• **What the task requires**: Please translate this sentence from the passage below about Elie's evacuation march into Spanish: "By morning, they had run about 15 miles and were at an abandoned village, where they had to sleep outside in the cold."
[Supplied passage]
Talk about bad timing/choice/luck.
When Elie made teh choice for them to evacuate with everyone else, Elie's father had said that he hoped that they wouldn't regret that choice. This is ironic because Elie must regret making the choice to go instead of stay, because by the end of the war, Elie's father will die. If Elie decided that they stay, they could've saved themselves from running 25 miles and other forms of suffering, and his father would be alive. In the end, Elie does regret his choice.
The next day, they evacuate camp. The Blockalteste orders them at the last minute to clean the block. He said that it was so the Russians knew that men stayed there, not pigs. Elie seemed to scoff that they were even men at all, after being dehumanized so much. The Blockalteste wanted them to know they may be dehumanized a lot, but they still had their dignity. They left camp at night. During the march, which turned into a run, many of the inmates couldn't keep up with the pace that the SS wanted, so they were killed on the spot. Elie was tempted to just stop running and die, how easy that wouldn't been, but he and his father stayed together. By morning, they had run about 15 miles and were at an abandoned village, where they had to sleep outside in the cold. Elie and his father took turns sleeping so they wouldn't get hypothermia. Elie slept first, and after his turn was done, it was his father's. When Elie woke him up, he had a smile on his face that Elie would always remember. His father must've been dreaming about their life before the concentration camps, or about being liberated and having a better life. It's sad that he won't live to see the Jews be liberated. It's truly amazing how more inmates lived than died on that run. They were starving, weak, in horrible shape, and they had to consecutively run 20 miles in the freezing cold, because their survival depended on it. They have an incredible will to live, to be running with all of those conditions. This makes us running the mile in gym seem a little petty. I might try to complain less when we run the mile again.
[/Supplied passage]
[Source material]
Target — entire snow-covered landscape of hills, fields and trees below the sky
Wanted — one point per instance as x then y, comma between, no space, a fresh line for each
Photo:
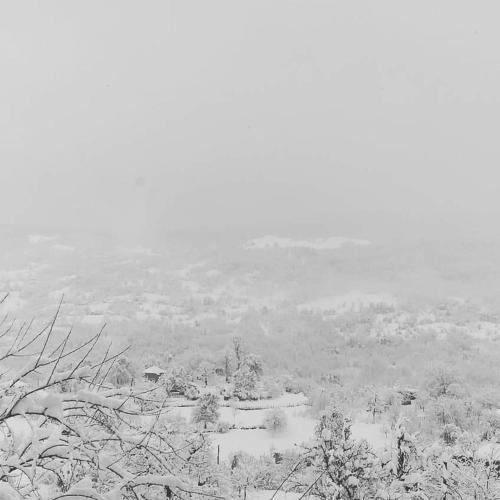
294,359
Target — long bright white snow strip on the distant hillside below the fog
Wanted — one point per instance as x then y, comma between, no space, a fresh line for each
331,243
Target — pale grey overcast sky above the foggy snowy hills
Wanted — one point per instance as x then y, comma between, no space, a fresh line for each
212,113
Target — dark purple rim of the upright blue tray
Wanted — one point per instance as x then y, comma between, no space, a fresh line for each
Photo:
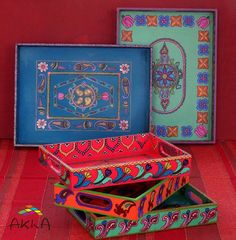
17,49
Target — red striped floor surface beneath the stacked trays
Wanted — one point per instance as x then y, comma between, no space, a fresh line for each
24,182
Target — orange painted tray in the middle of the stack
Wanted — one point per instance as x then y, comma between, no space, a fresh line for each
129,201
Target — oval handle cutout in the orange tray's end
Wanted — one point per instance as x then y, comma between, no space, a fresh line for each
91,201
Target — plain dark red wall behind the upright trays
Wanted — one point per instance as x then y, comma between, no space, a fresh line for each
84,21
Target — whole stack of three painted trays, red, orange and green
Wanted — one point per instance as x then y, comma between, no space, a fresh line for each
127,184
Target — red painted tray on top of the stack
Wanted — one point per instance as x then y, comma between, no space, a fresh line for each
114,161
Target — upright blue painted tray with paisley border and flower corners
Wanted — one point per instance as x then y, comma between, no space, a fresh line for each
73,92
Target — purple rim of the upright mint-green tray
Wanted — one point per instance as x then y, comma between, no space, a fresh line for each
214,68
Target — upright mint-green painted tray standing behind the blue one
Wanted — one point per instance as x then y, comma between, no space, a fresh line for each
183,68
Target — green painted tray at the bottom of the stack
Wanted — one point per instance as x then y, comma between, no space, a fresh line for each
187,207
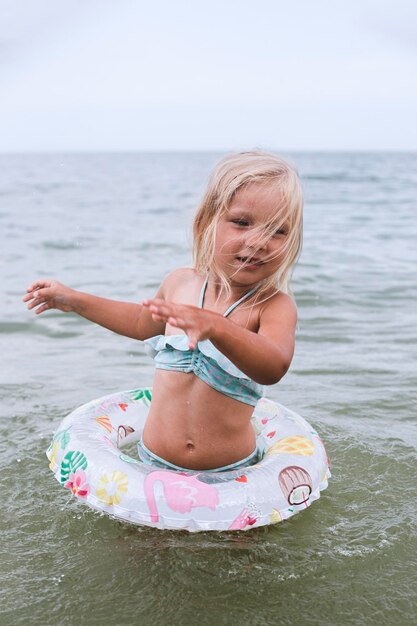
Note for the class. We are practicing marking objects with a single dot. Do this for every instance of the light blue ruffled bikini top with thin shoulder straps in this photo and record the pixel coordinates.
(172, 352)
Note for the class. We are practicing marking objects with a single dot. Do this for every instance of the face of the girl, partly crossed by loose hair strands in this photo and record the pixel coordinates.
(245, 250)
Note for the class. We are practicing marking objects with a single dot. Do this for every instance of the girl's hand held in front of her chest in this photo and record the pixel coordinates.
(197, 323)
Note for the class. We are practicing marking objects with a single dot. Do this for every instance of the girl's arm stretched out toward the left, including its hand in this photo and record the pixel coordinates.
(125, 318)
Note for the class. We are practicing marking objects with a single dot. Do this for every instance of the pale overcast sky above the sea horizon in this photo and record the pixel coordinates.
(208, 75)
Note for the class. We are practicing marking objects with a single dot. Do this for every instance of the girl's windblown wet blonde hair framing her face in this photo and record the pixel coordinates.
(231, 174)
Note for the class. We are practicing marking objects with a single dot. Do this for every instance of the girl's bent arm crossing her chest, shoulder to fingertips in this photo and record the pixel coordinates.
(264, 356)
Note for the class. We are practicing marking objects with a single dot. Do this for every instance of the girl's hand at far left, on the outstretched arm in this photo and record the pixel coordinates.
(49, 294)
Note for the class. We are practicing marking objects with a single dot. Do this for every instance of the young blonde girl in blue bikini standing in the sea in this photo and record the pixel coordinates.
(218, 331)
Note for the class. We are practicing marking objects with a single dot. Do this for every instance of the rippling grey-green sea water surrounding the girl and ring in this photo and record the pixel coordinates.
(115, 225)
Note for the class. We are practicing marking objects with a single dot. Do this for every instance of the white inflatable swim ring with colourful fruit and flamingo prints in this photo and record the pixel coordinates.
(87, 458)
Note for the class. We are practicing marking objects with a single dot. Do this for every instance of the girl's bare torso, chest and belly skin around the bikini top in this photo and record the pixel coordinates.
(190, 423)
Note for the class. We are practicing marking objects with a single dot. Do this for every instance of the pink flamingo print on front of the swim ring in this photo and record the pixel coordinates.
(182, 492)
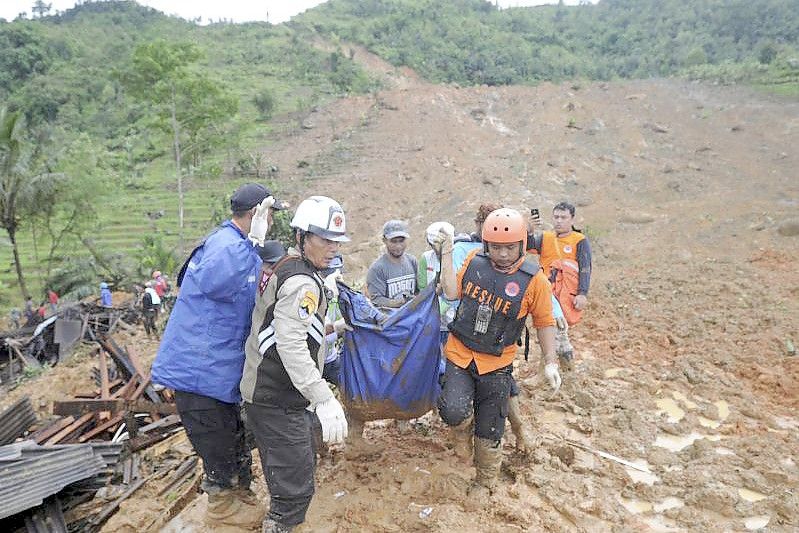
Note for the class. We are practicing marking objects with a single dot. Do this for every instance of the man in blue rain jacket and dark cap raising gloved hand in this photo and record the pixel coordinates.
(201, 355)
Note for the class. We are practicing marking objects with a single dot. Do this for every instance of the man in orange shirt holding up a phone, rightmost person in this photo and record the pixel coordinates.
(564, 242)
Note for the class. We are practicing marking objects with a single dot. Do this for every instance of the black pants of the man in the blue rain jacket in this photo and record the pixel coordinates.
(216, 432)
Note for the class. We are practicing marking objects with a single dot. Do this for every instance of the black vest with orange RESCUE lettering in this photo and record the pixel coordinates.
(503, 293)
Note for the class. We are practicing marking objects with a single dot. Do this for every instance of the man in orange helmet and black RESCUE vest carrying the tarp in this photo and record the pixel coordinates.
(498, 288)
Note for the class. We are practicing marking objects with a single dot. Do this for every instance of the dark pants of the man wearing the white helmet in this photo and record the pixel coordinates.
(288, 459)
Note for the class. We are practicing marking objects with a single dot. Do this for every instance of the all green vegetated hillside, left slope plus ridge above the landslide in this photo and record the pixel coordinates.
(91, 90)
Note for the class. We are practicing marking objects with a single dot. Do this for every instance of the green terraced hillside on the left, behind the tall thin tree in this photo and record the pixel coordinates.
(66, 75)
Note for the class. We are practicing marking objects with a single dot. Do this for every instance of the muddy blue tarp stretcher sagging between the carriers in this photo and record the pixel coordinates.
(389, 363)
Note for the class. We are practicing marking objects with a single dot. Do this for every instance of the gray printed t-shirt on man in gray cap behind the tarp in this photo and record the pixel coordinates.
(391, 284)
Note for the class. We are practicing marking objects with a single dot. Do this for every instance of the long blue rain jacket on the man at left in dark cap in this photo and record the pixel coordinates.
(202, 350)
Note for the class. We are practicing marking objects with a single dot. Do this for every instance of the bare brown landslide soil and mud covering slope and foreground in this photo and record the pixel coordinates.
(681, 188)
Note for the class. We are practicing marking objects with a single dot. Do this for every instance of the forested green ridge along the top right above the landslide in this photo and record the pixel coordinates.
(473, 42)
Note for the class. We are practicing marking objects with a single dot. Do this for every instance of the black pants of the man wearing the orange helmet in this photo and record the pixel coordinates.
(466, 392)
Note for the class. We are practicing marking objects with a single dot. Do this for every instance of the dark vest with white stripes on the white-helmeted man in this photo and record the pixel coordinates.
(273, 385)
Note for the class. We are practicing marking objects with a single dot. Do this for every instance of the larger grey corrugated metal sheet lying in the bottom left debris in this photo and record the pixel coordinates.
(39, 472)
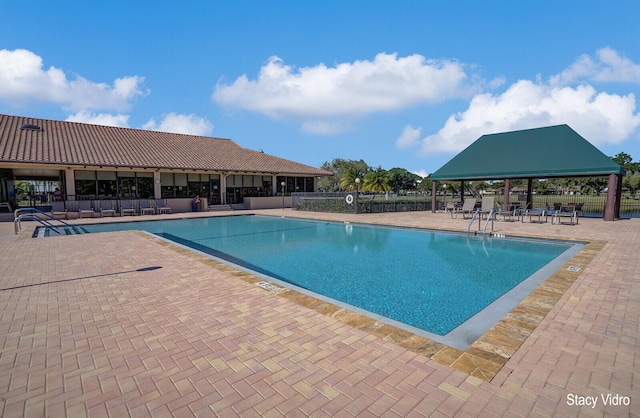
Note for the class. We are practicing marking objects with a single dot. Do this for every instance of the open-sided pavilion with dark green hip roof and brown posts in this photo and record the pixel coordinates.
(541, 153)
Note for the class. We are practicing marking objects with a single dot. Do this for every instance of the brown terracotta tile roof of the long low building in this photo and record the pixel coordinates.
(72, 143)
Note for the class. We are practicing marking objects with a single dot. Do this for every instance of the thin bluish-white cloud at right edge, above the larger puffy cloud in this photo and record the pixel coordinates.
(609, 66)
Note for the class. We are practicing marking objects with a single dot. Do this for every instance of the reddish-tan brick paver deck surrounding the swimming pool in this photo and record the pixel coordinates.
(123, 324)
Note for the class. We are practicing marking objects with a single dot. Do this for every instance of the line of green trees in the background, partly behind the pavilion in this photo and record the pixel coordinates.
(400, 180)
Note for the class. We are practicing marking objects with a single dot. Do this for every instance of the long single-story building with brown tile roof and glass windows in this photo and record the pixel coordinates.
(94, 162)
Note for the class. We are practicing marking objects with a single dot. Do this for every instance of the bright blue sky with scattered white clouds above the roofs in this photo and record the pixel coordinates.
(398, 84)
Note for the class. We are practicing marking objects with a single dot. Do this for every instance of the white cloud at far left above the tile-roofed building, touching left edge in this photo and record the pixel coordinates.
(23, 79)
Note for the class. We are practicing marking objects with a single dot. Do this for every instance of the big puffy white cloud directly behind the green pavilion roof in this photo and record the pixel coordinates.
(599, 117)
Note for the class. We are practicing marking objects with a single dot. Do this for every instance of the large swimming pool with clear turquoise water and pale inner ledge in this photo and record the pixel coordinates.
(432, 283)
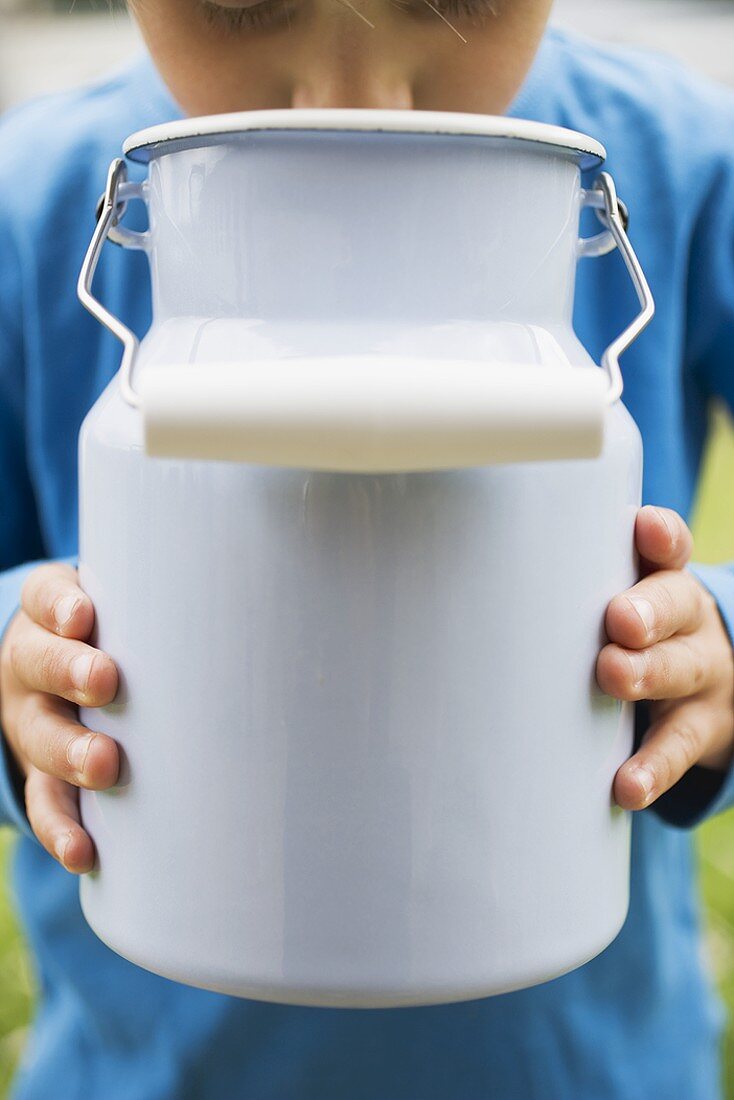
[/Source material]
• **Output of the exercise**: Para la mañana, habían corrido unas 15 millas y estaban en un pueblo abandonado, donde tuvieron que dormir a la intemperie, en el frío.